## Task to complete
Using the review of Sleeping Beauty below, mark each statement yes or no and quote the words of the review that decide it: (a) the story of the film was ironed out in 1951; (b) Eyvind Earle worked on the film as its voice director; (c) the film finally arrived in 1958.

==== Selected extract ====

Personally, Sleeping Beauty is the greatest achievement in the Disney canon, as far as narrative features are concerned. Nothing has come close to matching the sheer visual audacity, invention, beauty, and scope of the film. It’s a densely populated film, and any still from the film could be framed and hung in a museum. It is a truly glorious spectacle to behold.

 

Uncle Walt’s reoccurring line to the animators was to top what they had accomplished with Snow White, and that feat is achieved on every conceivable level. Snow White’s satanic villainess is bettered here, as is the sweet and sleepy heroine. The backgrounds are overpopulated with visual details and intricate work. The amount of care and love in each part of the frame engulfs you as only truly great animation can. It’s transfixing in its ability to transport to its various imagined locations, and the fairy tale woods are as alive and enchanting as Maleficent’s twisted stone palace is foreboding and ominous.

 

None of its troubled birth or lackluster reception show onscreen. Spending the entirety of the 50s in some state of production – with the story ironed out in 1951, the voices recorded in 1952, and from 1953 to 1958 spent in the animation process – it finally arrived in 1959. But many of the greatest works have disastrous productions, or they’re under-appreciated in their time. Sleeping Beauty is no different. And if the Disney canon has a film that is widely beloved and considered great while still being undervalued, it is this one.

 

It’s hard to think of a film which has become as ubiquitous in the Disney merchandise machine as this to be undervalued, but for all of the garish pink products emblazoned with Princess Aurora’s face, few people talk about this film as being one of their perennial favorites. You’re more apt to hear titles like The Little Mermaid, The Lion King, Cinderella thrown around. While each of those films contains their own merits, and a few of them are even classics in their own right, Sleeping Beauty needs to be placed among the top five narrative animated features the studio has produced.

 

The high-praise for the film should begin with the true auterist, Eyvind Earle, the background designer and painter, who was given complete control over the settings and color palette. Earle’s influences are immediately obvious – Renaissance art, elaborate tapestries, illuminated manuscripts – in the ways in which the settings are so detailed that objects in the back of the frame are as finely rendered as those in the very front. The settings engulf the characters in their expressionistic splendor, with dreaming orbs and hazy shafts of light dancing around the good characters, while Maleficent’s castle is filled with swirling black and purple hell-fire.

==== Stored data ====

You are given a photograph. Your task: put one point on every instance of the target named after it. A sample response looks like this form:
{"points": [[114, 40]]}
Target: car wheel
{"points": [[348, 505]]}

====

## Response to this exercise
(a) Yes: "with the story ironed out in 1951"
(b) No: "Eyvind Earle, the background designer and painter"
(c) No: "it finally arrived in 1959"